• [Prompt 1] In the article on the Autumn Statement, why does the Prime Minister's call to cut taxes perhaps come as no surprise? Answer in one to three sentences.

• [Document excerpt]
* BEGIN *

News & Insights | 23rd November 2023
Wealth Planning
3 Min Read
The build up to yesterday’s Autumn statement had been marked with an unusual blend of cautious optimism and healthy scepticism. The very words “Autumn Statement” have become a byword for Kwazi Kwarteng’s disastrous “mini-Budget” last September, which set in motion the series of events ultimately culminating in the collapse of Liz Truss’s premiership.
In advance of Jeremy Hunt stepping up to the dispatch box though, a few policies had, as ever, already made their way into the public domain, creating a buzz of anticipation, with the current political landscape adding an intriguing layer to the fiscal narrative.
The Prime Minister’s recent proclamation that it is “time to cut taxes,” was in stark contrast to the government’s “tax cuts are not on the immediate agenda” position of the past few years. Indeed, recent budgets have seen tax allowances frozen rather than reduced. With a general election probable next year and the tendency of incumbent governments to wield tax reductions as a political tool however, this change in heart perhaps comes as no surprise. This political need whilst still shackled to the ghost of last autumn’s hastily reversed, unfunded and market-crashing tax cuts, no doubt created interesting debate behind closed Treasury doors.

* END *

• [Supplied entries]
* BEGIN *

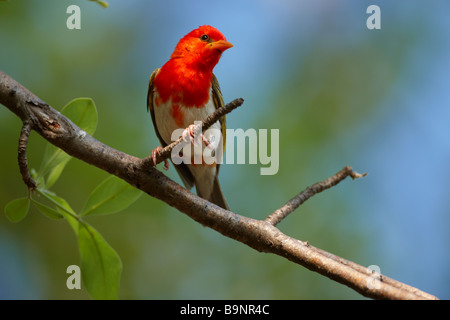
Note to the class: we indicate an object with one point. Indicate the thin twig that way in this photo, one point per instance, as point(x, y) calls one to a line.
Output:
point(22, 155)
point(278, 215)
point(165, 152)
point(257, 234)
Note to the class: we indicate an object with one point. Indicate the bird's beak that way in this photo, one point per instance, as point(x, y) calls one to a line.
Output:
point(220, 45)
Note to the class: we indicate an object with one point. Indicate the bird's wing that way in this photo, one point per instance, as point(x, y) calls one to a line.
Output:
point(182, 169)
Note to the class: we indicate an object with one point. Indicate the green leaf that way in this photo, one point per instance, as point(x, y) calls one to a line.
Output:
point(17, 209)
point(111, 196)
point(47, 211)
point(100, 264)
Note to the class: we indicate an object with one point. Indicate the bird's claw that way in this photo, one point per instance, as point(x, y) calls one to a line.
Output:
point(190, 135)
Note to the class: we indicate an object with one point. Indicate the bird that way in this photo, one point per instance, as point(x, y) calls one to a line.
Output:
point(185, 90)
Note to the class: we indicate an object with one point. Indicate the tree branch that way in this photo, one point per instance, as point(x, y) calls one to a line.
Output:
point(281, 213)
point(259, 235)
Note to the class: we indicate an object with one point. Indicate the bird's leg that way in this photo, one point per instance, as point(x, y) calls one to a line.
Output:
point(189, 135)
point(155, 153)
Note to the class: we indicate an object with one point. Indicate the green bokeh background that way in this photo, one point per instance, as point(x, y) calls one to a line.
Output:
point(340, 94)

* END *

• [Prompt 2] Update the rows beginning with the line with "the bird's wing" and continuing through the line with "point(100, 264)", changing "Output" to "Result" and keeping everything else the same. Return only those lines.

• [Exercise answer 1] A general election is probable next year. Incumbent governments tend to use tax reductions as a political tool.

• [Exercise answer 2]
Note to the class: we indicate an object with one point. Indicate the bird's wing that way in this photo, one point per instance, as point(x, y) calls one to a line.
Result:
point(182, 169)
Note to the class: we indicate an object with one point. Indicate the green leaf that way in this photo, one point per instance, as point(x, y) calls one to a line.
Result:
point(17, 209)
point(111, 196)
point(47, 211)
point(100, 264)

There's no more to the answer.